# **Introduction**

After centuries of intense whaling, recovering whale populations still have a hard time adapting to warming oceans and struggle to compete every day with the industrial fishing industry for food.

To aid whale conservation efforts, scientists use photo surveillance systems to monitor ocean activity. They use the shape of whales’ tails and unique markings found in footage to identify what species of whale they’re analyzing and meticulously log whale pod dynamics and movements. For the past 40 years, most of this work has been done manually by individual scientists, leaving a huge trove of data untapped and underutilized.

In this competition, we’re challenged to build an algorithm to identify individual whales in images. we’ll analyze Happywhale’s database of over 25,000 images, gathered from research institutions and public contributors. By contributing, we’ll help to open rich fields of understanding for marine mammal population dynamics around the globe.

# **Available Data**

This training data contains thousands of images of humpback whale flukes. Individual whales have been identified by researchers and given an Id. The challenge is to predict the whale Id of images in the test set. What makes this such a challenge is that there are only a few examples for each of 3,000+ whale Ids.

[Collected data entries]
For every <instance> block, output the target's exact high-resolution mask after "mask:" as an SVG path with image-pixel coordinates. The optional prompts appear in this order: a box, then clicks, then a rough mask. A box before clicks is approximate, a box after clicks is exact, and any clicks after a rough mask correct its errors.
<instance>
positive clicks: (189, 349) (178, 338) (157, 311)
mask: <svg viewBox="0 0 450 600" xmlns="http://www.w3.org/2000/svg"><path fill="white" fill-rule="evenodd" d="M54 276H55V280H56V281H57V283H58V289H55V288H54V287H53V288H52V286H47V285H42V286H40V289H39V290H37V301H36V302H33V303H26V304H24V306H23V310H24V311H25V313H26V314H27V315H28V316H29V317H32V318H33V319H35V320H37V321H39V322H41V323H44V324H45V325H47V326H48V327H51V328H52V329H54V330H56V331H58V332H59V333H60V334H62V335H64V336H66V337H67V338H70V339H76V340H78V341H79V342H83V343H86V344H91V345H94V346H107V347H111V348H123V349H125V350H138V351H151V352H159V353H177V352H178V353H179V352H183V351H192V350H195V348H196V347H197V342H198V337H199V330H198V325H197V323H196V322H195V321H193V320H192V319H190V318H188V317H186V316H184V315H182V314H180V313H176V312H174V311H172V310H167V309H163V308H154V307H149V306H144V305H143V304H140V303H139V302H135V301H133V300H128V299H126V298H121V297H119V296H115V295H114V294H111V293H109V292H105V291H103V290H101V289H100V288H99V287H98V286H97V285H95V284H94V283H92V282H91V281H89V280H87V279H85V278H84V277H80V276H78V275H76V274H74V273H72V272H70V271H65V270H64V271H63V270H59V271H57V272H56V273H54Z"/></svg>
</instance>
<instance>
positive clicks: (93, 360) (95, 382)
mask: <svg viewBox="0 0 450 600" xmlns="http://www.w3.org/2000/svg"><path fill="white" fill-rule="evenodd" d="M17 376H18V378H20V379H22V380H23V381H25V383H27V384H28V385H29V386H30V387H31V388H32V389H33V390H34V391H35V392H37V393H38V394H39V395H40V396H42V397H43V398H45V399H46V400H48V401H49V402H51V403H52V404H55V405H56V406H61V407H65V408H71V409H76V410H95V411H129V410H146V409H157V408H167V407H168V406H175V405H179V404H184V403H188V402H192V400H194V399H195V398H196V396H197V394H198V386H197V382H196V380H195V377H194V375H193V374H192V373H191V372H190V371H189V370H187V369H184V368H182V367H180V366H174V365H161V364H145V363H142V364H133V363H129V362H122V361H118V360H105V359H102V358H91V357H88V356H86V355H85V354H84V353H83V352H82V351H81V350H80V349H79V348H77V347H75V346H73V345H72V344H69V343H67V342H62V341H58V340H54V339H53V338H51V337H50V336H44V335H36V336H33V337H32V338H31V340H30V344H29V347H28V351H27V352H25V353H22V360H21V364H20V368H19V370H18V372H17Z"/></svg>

* Request 1: In the whale identification text, how many images does Happywhale's database hold?
* Request 2: Retype part of the whale identification text word for word, starting at "After centuries of" and ending after "industry for food.".
* Request 3: Continue the whale identification text from the point where it stops.

* Answer area 1: Over 25,000 images.

* Answer area 2:
After centuries of intense whaling, recovering whale populations still have a hard time adapting to warming oceans and struggle to compete every day with the industrial fishing industry for food.

* Answer area 3:
# File descriptions

* **train.zip** - a folder containing the training images
* **train.csv** - maps the training Image to the appropriate whale Id. Whales that are not predicted to have a label identified in the training data should be labeled as new_whale.
* **test.zip** - a folder containing the test images to predict the whale Id


# Part 1  - Keras Pre Processing

In [None]:
import numpy as np
import pandas as pd
from PIL import Image
import matplotlib.pyplot as plt
from matplotlib.pyplot import imshow
from IPython.display import HTML
import os
print(os.listdir("../input"))

%matplotlib inline

df=pd.read_csv('../input/train.csv')
df.head()

In the csv file, the feature 'Image' represents the file name of each photos in the train.zip. The feature 'Id' represents the category of the whale in the correspond row feature 'Image. Those whale in the image that doesn't have a label isto be represented as a new_whale. 

In [None]:
df.count()

Let's add a new column into the data frame which indicates the path of each file.

In [None]:
df['Path']=df['Image'].map(lambda x:'../input/train/{}'.format(x))
df.head()

The feature 'Id' is categorical since it is the label for each Image. It represents the category/species in which each whale in the train data belongs. Since machine learning models need numerical data for processing, we have toencode the categorical content into numerical values. 

In [None]:
df['Id'].nunique()

In [None]:
df['Id'].value_counts().head(20)

Let's open 2 random whale Image fron the train data. 

In [None]:
random_whale=np.random.choice(df['Path'],2)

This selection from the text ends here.